• The problem:
The number of lines containing the word "airplane" is all you should give; count them in the records below.

• Supplied entries:

____

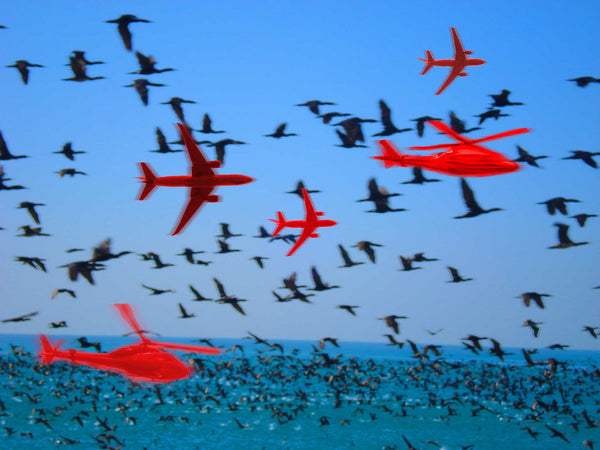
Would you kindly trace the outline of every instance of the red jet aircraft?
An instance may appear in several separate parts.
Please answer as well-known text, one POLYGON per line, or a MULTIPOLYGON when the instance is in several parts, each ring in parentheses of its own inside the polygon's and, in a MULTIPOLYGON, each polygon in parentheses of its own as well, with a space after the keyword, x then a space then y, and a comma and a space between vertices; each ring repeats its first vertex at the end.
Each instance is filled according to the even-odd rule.
POLYGON ((181 137, 183 138, 185 149, 190 159, 191 175, 157 177, 152 169, 150 169, 150 166, 143 162, 140 163, 140 168, 144 176, 138 177, 140 181, 146 183, 138 200, 147 198, 156 186, 181 186, 190 188, 190 199, 181 214, 177 227, 171 233, 172 236, 183 230, 204 202, 215 203, 219 201, 218 195, 210 195, 216 186, 237 186, 254 181, 253 178, 246 175, 215 174, 213 169, 221 167, 221 163, 219 161, 207 161, 186 128, 180 123, 177 126, 181 132, 181 137))
POLYGON ((449 149, 445 152, 429 156, 413 156, 399 153, 390 141, 383 140, 379 141, 382 154, 380 156, 372 156, 372 158, 383 161, 386 168, 394 165, 400 167, 421 167, 433 172, 457 177, 501 175, 519 170, 519 164, 511 161, 498 152, 489 150, 477 144, 531 131, 528 128, 518 128, 516 130, 505 131, 503 133, 472 140, 454 132, 442 122, 432 120, 429 123, 459 142, 455 144, 440 144, 426 147, 408 147, 408 150, 449 149))
POLYGON ((277 211, 277 220, 269 219, 271 222, 275 222, 277 224, 277 228, 273 232, 272 236, 277 236, 277 234, 283 230, 285 227, 290 228, 304 228, 302 230, 302 234, 300 238, 296 241, 296 244, 292 247, 292 249, 288 252, 286 256, 291 256, 298 248, 304 244, 309 237, 316 238, 319 237, 317 233, 314 231, 319 227, 332 227, 337 225, 337 222, 329 219, 318 219, 318 216, 322 216, 325 214, 323 211, 315 211, 315 207, 310 200, 310 196, 305 188, 302 188, 302 198, 304 198, 304 208, 306 210, 306 217, 304 220, 285 220, 283 217, 283 213, 281 211, 277 211))
POLYGON ((54 347, 43 334, 40 336, 42 350, 39 356, 42 363, 50 364, 55 359, 69 361, 73 364, 83 364, 94 369, 114 370, 121 372, 134 381, 152 381, 166 383, 187 378, 191 368, 177 359, 171 353, 161 349, 182 350, 185 352, 205 353, 218 355, 218 348, 204 347, 201 345, 171 344, 156 342, 148 339, 141 331, 131 306, 126 303, 115 304, 121 316, 135 330, 142 342, 128 345, 110 353, 91 353, 78 350, 59 350, 65 342, 61 339, 54 347))
POLYGON ((425 75, 429 69, 433 66, 440 67, 452 67, 448 78, 442 84, 442 87, 435 93, 435 95, 440 95, 444 89, 446 89, 450 83, 454 81, 456 77, 466 77, 468 74, 463 72, 463 69, 467 66, 480 66, 485 64, 483 59, 479 58, 467 58, 466 55, 471 55, 473 52, 471 50, 464 50, 463 46, 458 38, 458 34, 454 27, 450 27, 450 31, 452 31, 452 39, 454 42, 454 59, 434 59, 432 53, 427 50, 427 59, 418 58, 421 61, 426 63, 425 69, 421 72, 421 75, 425 75))

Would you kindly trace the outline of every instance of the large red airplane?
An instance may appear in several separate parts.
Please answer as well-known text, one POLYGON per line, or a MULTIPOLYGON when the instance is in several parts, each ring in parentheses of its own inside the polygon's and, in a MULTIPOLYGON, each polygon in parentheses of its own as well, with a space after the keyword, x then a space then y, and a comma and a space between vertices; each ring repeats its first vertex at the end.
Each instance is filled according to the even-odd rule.
POLYGON ((483 59, 467 58, 466 55, 471 55, 473 52, 471 50, 463 49, 463 46, 454 27, 450 27, 450 31, 452 31, 452 39, 454 42, 454 59, 434 59, 433 54, 429 50, 427 50, 427 59, 418 58, 426 63, 425 69, 423 69, 421 75, 425 75, 433 66, 452 67, 448 78, 446 78, 446 81, 444 81, 444 84, 442 84, 442 87, 438 89, 435 95, 440 95, 442 91, 446 89, 456 77, 466 77, 468 74, 466 72, 463 72, 463 69, 465 67, 480 66, 482 64, 485 64, 485 61, 483 59))
POLYGON ((216 186, 237 186, 254 181, 253 178, 246 175, 215 174, 213 169, 221 167, 221 163, 219 161, 207 161, 187 129, 180 123, 177 126, 181 132, 181 137, 183 138, 185 149, 190 159, 191 174, 157 177, 152 169, 150 169, 150 166, 143 162, 140 163, 140 168, 144 176, 138 177, 140 181, 146 184, 138 200, 147 198, 156 186, 181 186, 190 188, 190 199, 181 214, 177 227, 171 233, 172 236, 183 230, 204 202, 215 203, 219 201, 218 195, 210 195, 216 186))
POLYGON ((275 222, 277 224, 277 228, 275 228, 272 236, 277 236, 277 234, 285 227, 303 228, 302 234, 296 241, 296 244, 286 256, 291 256, 302 244, 304 244, 304 241, 306 241, 309 237, 319 237, 317 233, 314 233, 317 228, 332 227, 337 225, 337 222, 334 220, 318 219, 319 216, 322 216, 325 213, 323 211, 315 211, 315 207, 305 188, 302 188, 302 198, 304 199, 304 208, 306 210, 306 217, 304 220, 285 220, 285 217, 283 217, 283 213, 281 211, 277 211, 277 219, 269 219, 271 222, 275 222))
POLYGON ((382 150, 380 156, 372 156, 373 159, 383 161, 386 168, 394 165, 400 167, 421 167, 433 172, 457 177, 486 177, 490 175, 501 175, 515 172, 521 167, 518 163, 511 161, 504 155, 489 150, 481 145, 482 142, 492 141, 507 136, 527 133, 528 128, 518 128, 505 131, 481 139, 468 139, 444 125, 442 122, 432 120, 431 125, 438 130, 456 139, 454 144, 430 145, 426 147, 408 147, 408 150, 437 150, 447 148, 445 152, 435 153, 428 156, 413 156, 398 152, 391 141, 379 141, 382 150))
POLYGON ((54 345, 43 334, 40 336, 42 350, 39 356, 42 363, 50 364, 59 359, 69 361, 76 365, 91 366, 94 369, 114 370, 123 373, 134 381, 152 381, 166 383, 187 378, 191 368, 177 359, 171 353, 162 349, 182 350, 185 352, 205 353, 218 355, 218 348, 204 347, 201 345, 172 344, 157 342, 148 339, 141 331, 131 306, 126 303, 115 304, 121 316, 135 330, 142 342, 128 345, 110 353, 82 352, 74 349, 59 350, 65 342, 61 339, 54 345))

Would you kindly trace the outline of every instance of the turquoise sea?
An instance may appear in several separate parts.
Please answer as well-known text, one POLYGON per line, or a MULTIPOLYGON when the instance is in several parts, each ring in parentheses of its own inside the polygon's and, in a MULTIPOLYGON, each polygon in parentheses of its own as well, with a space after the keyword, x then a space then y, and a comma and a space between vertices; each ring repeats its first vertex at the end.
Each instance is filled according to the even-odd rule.
MULTIPOLYGON (((78 347, 64 337, 64 349, 78 347)), ((103 351, 136 342, 88 340, 103 351)), ((521 349, 502 362, 485 345, 415 358, 408 345, 212 343, 244 352, 177 352, 199 357, 194 376, 138 384, 40 365, 36 336, 0 335, 0 448, 405 449, 405 438, 420 449, 600 448, 600 352, 543 349, 528 367, 521 349)))

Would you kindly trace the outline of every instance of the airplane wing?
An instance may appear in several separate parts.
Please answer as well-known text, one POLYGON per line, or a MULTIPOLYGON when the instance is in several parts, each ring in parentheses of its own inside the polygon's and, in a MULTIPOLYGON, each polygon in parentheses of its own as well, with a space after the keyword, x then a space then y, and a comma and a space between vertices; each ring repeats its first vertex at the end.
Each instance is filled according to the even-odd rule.
MULTIPOLYGON (((183 138, 183 142, 185 144, 185 150, 190 159, 190 164, 192 165, 192 176, 195 177, 206 177, 214 175, 215 172, 208 165, 208 161, 202 154, 200 147, 196 145, 192 136, 188 130, 182 124, 178 123, 179 131, 181 132, 181 137, 183 138)), ((208 194, 207 194, 208 195, 208 194)))
POLYGON ((465 61, 467 57, 465 56, 465 49, 462 46, 462 42, 460 42, 458 33, 454 27, 450 27, 450 31, 452 31, 452 43, 454 44, 454 61, 465 61))
POLYGON ((302 188, 302 197, 304 198, 304 209, 306 210, 306 220, 313 221, 317 218, 317 213, 315 212, 315 207, 310 199, 310 195, 306 188, 302 188))
POLYGON ((177 228, 175 228, 173 233, 171 233, 171 236, 175 236, 181 230, 183 230, 194 214, 196 214, 196 211, 198 211, 198 209, 200 209, 202 204, 206 201, 208 195, 213 191, 213 189, 214 186, 190 188, 190 199, 183 210, 183 213, 181 214, 177 228))
POLYGON ((310 235, 313 233, 313 231, 315 231, 316 226, 310 226, 307 225, 304 230, 302 231, 302 234, 300 235, 300 238, 296 241, 296 243, 294 244, 294 246, 292 247, 292 249, 288 252, 288 254, 286 256, 291 256, 296 250, 298 250, 298 248, 304 244, 304 242, 310 237, 310 235))
POLYGON ((462 72, 464 68, 465 66, 463 64, 453 66, 452 70, 450 71, 450 75, 448 75, 448 78, 446 78, 446 81, 444 81, 444 84, 442 84, 442 86, 438 89, 435 95, 440 95, 442 92, 444 92, 444 89, 450 86, 450 83, 454 81, 454 79, 458 76, 459 73, 462 72))

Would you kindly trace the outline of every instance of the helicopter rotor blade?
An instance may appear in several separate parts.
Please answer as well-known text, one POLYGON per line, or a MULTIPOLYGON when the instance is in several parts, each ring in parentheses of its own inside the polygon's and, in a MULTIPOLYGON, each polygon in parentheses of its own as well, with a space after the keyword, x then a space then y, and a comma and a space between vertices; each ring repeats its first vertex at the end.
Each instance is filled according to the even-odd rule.
POLYGON ((170 350, 183 350, 186 352, 193 353, 204 353, 206 355, 219 355, 221 350, 213 347, 206 347, 204 345, 192 345, 192 344, 174 344, 170 342, 157 342, 151 341, 152 345, 160 348, 166 348, 170 350))
POLYGON ((144 336, 142 333, 142 327, 140 327, 140 324, 136 320, 131 305, 129 303, 115 303, 115 307, 119 310, 119 313, 121 313, 121 317, 123 317, 125 322, 127 322, 133 331, 137 333, 140 339, 142 341, 148 340, 148 338, 146 338, 146 336, 144 336))
POLYGON ((509 131, 504 131, 502 133, 498 133, 498 134, 492 134, 491 136, 488 137, 484 137, 481 139, 475 139, 474 141, 471 141, 471 144, 479 144, 480 142, 487 142, 487 141, 493 141, 496 139, 501 139, 504 137, 508 137, 508 136, 514 136, 516 134, 523 134, 523 133, 529 133, 531 130, 529 128, 517 128, 515 130, 509 130, 509 131))

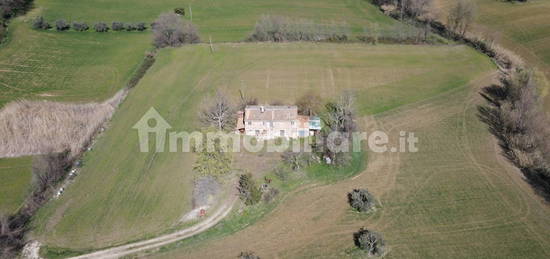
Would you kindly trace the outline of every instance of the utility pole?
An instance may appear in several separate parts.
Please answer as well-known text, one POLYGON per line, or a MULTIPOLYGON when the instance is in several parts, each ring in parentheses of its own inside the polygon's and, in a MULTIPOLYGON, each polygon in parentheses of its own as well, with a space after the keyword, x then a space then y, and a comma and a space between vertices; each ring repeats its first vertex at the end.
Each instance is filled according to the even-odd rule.
POLYGON ((189 16, 191 16, 191 22, 193 22, 193 9, 191 9, 191 4, 189 4, 189 16))

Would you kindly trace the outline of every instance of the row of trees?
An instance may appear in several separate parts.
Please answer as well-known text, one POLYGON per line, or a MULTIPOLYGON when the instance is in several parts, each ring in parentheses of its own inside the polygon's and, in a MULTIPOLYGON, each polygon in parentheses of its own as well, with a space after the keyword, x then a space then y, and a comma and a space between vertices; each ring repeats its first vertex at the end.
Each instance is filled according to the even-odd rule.
POLYGON ((18 14, 28 11, 33 0, 0 0, 0 17, 8 20, 18 14))
MULTIPOLYGON (((44 17, 36 17, 32 23, 34 29, 49 30, 52 28, 50 23, 44 19, 44 17)), ((55 21, 54 27, 57 31, 67 31, 71 29, 71 23, 67 22, 64 19, 55 21)), ((73 22, 72 28, 75 31, 87 31, 90 29, 85 22, 73 22)), ((147 29, 147 25, 144 22, 139 23, 123 23, 123 22, 113 22, 111 27, 104 22, 95 23, 93 26, 96 32, 108 32, 109 29, 113 31, 144 31, 147 29)))
POLYGON ((197 27, 175 13, 163 13, 151 24, 153 45, 157 48, 199 43, 197 27))
POLYGON ((68 151, 35 156, 32 162, 31 192, 12 215, 0 215, 0 258, 16 258, 25 245, 31 217, 44 205, 71 165, 68 151))
POLYGON ((263 15, 248 41, 346 41, 351 30, 345 24, 316 24, 283 16, 263 15))

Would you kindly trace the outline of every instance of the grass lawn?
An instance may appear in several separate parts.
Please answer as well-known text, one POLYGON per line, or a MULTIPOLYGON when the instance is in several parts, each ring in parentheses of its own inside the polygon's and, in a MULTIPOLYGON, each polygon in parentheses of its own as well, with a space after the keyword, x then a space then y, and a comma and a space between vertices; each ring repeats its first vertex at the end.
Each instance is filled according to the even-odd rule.
POLYGON ((0 214, 13 213, 23 203, 31 183, 31 158, 0 158, 0 214))
POLYGON ((550 208, 477 118, 479 87, 491 82, 491 66, 480 72, 468 87, 361 120, 390 136, 414 132, 418 152, 369 152, 363 173, 296 191, 244 230, 148 257, 229 258, 251 250, 266 258, 366 258, 352 235, 366 226, 383 235, 387 258, 547 258, 550 208), (353 188, 374 194, 374 213, 350 209, 346 194, 353 188))
POLYGON ((43 32, 16 19, 0 45, 0 107, 18 98, 101 101, 124 87, 149 33, 43 32))
POLYGON ((172 12, 176 7, 186 8, 186 18, 198 25, 203 41, 241 41, 254 28, 262 14, 276 14, 307 18, 317 22, 346 22, 354 32, 362 32, 369 23, 390 24, 394 21, 384 16, 366 0, 37 0, 48 20, 79 20, 94 23, 104 21, 152 22, 160 13, 172 12))
POLYGON ((373 114, 457 89, 463 85, 455 79, 467 82, 492 68, 463 46, 297 43, 214 49, 195 45, 159 53, 87 153, 77 181, 41 210, 36 237, 74 250, 111 246, 162 232, 190 208, 192 155, 139 152, 132 126, 151 107, 181 131, 197 128, 197 107, 216 88, 234 97, 242 90, 261 102, 288 103, 307 91, 328 99, 350 89, 358 93, 361 113, 373 114), (416 86, 422 91, 411 91, 416 86))
MULTIPOLYGON (((452 0, 437 0, 441 17, 452 0)), ((530 0, 526 3, 475 0, 478 18, 475 29, 490 35, 499 44, 519 54, 540 75, 546 110, 550 111, 550 1, 530 0)), ((445 19, 445 18, 442 18, 445 19)))

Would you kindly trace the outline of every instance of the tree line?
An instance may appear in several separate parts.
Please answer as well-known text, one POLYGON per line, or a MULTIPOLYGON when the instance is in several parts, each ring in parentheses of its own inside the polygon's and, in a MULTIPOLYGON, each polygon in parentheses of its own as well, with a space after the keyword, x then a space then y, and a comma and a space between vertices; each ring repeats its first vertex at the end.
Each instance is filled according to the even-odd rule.
MULTIPOLYGON (((34 29, 40 30, 49 30, 55 28, 57 31, 67 31, 71 28, 74 31, 87 31, 90 29, 90 26, 86 22, 67 22, 65 19, 56 20, 54 25, 50 25, 48 21, 42 16, 36 17, 32 22, 32 27, 34 29)), ((93 25, 93 29, 96 32, 108 32, 110 29, 113 31, 144 31, 147 29, 147 25, 144 22, 138 23, 123 23, 123 22, 112 22, 111 26, 107 25, 104 22, 97 22, 93 25)))

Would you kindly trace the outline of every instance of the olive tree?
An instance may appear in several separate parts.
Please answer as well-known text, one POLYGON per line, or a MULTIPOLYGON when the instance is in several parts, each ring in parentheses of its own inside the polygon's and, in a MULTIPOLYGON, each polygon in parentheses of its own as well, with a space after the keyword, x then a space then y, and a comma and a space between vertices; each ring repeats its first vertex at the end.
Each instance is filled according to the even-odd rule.
POLYGON ((476 16, 476 6, 471 0, 458 0, 447 16, 449 30, 464 36, 476 16))
POLYGON ((349 205, 359 212, 369 211, 376 204, 374 197, 367 189, 354 189, 348 193, 349 205))
POLYGON ((384 240, 377 232, 361 228, 358 232, 353 233, 353 241, 359 249, 368 253, 369 256, 384 254, 384 240))

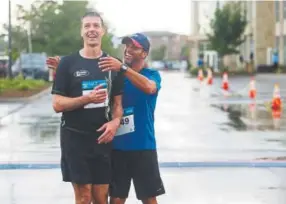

____

• Task output:
2